**SET EXERCISE:**
Please tally the lines of the material below that contain the string "surface", with case counting, and give only the number.

Point labeling data based on photos:
◇ ◇ ◇

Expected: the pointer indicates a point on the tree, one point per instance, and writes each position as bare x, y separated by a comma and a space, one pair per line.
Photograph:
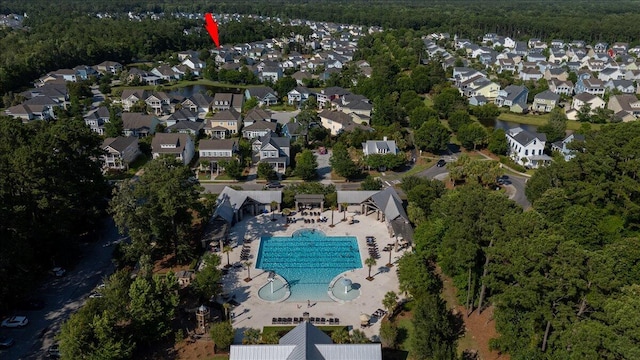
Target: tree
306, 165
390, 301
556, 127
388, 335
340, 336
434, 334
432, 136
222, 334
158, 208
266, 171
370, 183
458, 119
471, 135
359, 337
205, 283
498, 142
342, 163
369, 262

◇ ◇ ◇

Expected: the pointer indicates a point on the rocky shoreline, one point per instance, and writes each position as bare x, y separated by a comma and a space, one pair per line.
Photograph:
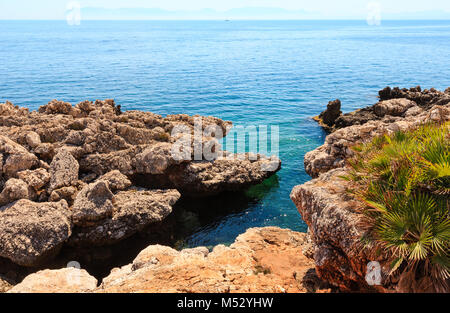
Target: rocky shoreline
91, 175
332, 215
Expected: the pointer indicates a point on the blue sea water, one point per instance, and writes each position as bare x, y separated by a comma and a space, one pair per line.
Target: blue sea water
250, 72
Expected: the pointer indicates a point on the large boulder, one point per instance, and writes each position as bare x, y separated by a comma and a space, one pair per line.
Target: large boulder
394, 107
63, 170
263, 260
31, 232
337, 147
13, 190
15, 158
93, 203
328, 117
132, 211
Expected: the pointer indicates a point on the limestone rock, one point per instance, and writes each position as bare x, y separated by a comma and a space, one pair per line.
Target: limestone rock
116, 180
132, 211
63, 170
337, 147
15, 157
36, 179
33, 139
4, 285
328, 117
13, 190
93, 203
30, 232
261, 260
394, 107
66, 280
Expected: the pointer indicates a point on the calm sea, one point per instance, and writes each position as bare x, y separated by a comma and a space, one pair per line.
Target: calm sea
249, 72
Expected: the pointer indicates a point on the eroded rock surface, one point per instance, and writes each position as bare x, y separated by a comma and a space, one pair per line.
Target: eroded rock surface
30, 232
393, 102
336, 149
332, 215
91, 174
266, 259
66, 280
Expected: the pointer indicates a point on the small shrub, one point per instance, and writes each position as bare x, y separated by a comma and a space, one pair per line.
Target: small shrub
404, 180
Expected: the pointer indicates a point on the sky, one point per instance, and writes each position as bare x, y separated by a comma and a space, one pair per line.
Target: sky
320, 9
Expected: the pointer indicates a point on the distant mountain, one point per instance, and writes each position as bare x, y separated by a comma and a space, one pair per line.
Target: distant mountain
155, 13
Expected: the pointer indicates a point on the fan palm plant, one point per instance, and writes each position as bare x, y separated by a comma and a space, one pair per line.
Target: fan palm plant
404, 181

◇ ◇ ◇

**SOLUTION TO THE EXERCISE:**
2